== SELECTED TEXT
Re: [ceph-users] ceph osd commit latency increase over time, until restart

Alexandre DERUMIER <aderumier@xxxxxxxxx> · Tue, 5 Mar 2019 10:00:52 +0100 (CET)

>> Now that we've pinpointed the 
>>problem, it is likely we'll backport the new implementation to luminous.

Hi Sage, is it also planned for mimic ?

----- Mail original -----
De: "Sage Weil" <sage@xxxxxxxxxxxx>
À: "Xiaoxi Chen" <superdebuger@xxxxxxxxx>
Cc: "ceph-devel" <ceph-devel@xxxxxxxxxxxxxxx>
Envoyé: Lundi 4 Mars 2019 16:18:47
Objet: Re: Fwd: [ceph-users] ceph osd commit latency increase over time, until restart

On Mon, 4 Mar 2019, Xiaoxi Chen wrote: 
> [Resend with pure text] 
> 
> Hi List, 
> 
> After 3 days + bake, the bitmap allocator shows much better 
> performance characteristics compared to stupid. The osd.44 is nautilus 
> + bitmap allocator, osd.19 is luminous + bitmap, as a comparison, 
> osd.406 just did a fresh restart but continue with luminous + stupid. 
> See https://pasteboard.co/I3SkfuN.png for figure. 

I just want to follow this up with a warning: 

** DO NOT USE BITMAP ALLOCATOR ON LUMINOUS IN PRODUCTION ** 

We made luminous default to StupidAllocator because we saw instability 
with the (old) bitmap implementation. In Natuilus, there is a completely 
new implementation (with similar design). Now that we've pinpointed the 
problem, it is likely we'll backport the new implementation to luminous. 

Thanks!
====
__PARTS OF THE EXERCISE__:
(a) From the Ceph mailing list thread, repeat the stretch from "Re: [ceph-users] ceph" through "10:00:52 +0100 (CET)" word for word.
(b) In the listing, take the stretch from the line that contains "Target: wooden shelf" through the end of the listing. Write out every line of it again, requests included, and offset each box coordinate by adding 38 to it.
== DATA SECTION
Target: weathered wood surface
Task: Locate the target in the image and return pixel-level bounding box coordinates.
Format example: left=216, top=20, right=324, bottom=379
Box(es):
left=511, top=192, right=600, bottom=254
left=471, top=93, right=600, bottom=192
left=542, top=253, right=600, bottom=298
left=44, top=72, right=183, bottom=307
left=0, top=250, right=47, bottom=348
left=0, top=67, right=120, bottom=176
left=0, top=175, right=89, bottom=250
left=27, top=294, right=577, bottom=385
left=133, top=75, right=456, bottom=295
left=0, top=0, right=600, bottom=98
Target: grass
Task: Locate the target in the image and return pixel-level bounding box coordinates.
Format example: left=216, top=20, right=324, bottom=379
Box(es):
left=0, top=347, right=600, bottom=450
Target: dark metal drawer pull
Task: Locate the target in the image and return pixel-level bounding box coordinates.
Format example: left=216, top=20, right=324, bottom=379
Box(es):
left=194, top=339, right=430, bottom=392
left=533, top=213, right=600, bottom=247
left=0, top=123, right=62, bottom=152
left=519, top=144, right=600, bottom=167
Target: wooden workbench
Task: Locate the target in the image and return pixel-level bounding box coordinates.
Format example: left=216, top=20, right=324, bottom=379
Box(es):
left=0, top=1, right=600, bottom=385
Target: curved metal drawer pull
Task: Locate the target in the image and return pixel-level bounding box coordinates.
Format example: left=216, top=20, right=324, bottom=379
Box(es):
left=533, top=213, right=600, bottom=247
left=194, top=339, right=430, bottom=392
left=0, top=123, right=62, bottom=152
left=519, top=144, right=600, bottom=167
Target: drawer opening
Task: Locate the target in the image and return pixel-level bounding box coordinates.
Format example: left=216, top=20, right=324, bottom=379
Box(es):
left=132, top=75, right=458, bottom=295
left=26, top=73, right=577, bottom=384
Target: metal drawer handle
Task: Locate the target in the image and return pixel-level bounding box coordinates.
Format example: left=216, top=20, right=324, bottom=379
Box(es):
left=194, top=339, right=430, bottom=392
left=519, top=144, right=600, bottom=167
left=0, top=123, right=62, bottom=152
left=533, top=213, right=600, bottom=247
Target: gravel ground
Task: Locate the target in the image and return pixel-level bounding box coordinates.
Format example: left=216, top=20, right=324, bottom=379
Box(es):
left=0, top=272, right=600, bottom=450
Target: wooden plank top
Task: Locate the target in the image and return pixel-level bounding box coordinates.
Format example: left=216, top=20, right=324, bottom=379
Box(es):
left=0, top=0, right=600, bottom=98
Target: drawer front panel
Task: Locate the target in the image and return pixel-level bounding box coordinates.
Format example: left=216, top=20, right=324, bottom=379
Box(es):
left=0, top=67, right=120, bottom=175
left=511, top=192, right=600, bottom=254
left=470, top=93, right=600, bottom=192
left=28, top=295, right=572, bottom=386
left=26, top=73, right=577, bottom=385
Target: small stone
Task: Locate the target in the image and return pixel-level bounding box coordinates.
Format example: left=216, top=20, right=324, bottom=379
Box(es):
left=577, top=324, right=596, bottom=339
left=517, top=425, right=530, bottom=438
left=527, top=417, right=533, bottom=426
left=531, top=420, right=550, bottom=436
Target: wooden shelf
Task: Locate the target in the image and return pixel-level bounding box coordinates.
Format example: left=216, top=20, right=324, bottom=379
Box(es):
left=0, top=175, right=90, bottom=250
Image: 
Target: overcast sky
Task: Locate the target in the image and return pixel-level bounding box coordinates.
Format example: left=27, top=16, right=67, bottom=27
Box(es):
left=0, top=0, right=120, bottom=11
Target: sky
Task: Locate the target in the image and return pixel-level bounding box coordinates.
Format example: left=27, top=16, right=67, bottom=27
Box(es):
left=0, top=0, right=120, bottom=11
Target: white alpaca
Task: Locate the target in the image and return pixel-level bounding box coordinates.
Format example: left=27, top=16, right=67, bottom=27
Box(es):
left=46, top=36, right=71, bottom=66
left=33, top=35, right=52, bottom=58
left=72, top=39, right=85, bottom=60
====
__SOLUTIONS IN ORDER__:
(a)
Re: [ceph-users] ceph osd commit latency increase over time, until restart

Alexandre DERUMIER <aderumier@xxxxxxxxx> · Tue, 5 Mar 2019 10:00:52 +0100 (CET)

(b)
Target: wooden shelf
Task: Locate the target in the image and return pixel-level bounding box coordinates.
Format example: left=216, top=20, right=324, bottom=379
Box(es):
left=38, top=213, right=128, bottom=288
Image: 
Target: overcast sky
Task: Locate the target in the image and return pixel-level bounding box coordinates.
Format example: left=27, top=16, right=67, bottom=27
Box(es):
left=38, top=38, right=158, bottom=49
Target: sky
Task: Locate the target in the image and return pixel-level bounding box coordinates.
Format example: left=27, top=16, right=67, bottom=27
Box(es):
left=38, top=38, right=158, bottom=49
Target: white alpaca
Task: Locate the target in the image and return pixel-level bounding box coordinates.
Format example: left=27, top=16, right=67, bottom=27
Box(es):
left=84, top=74, right=109, bottom=104
left=71, top=73, right=90, bottom=96
left=110, top=77, right=123, bottom=98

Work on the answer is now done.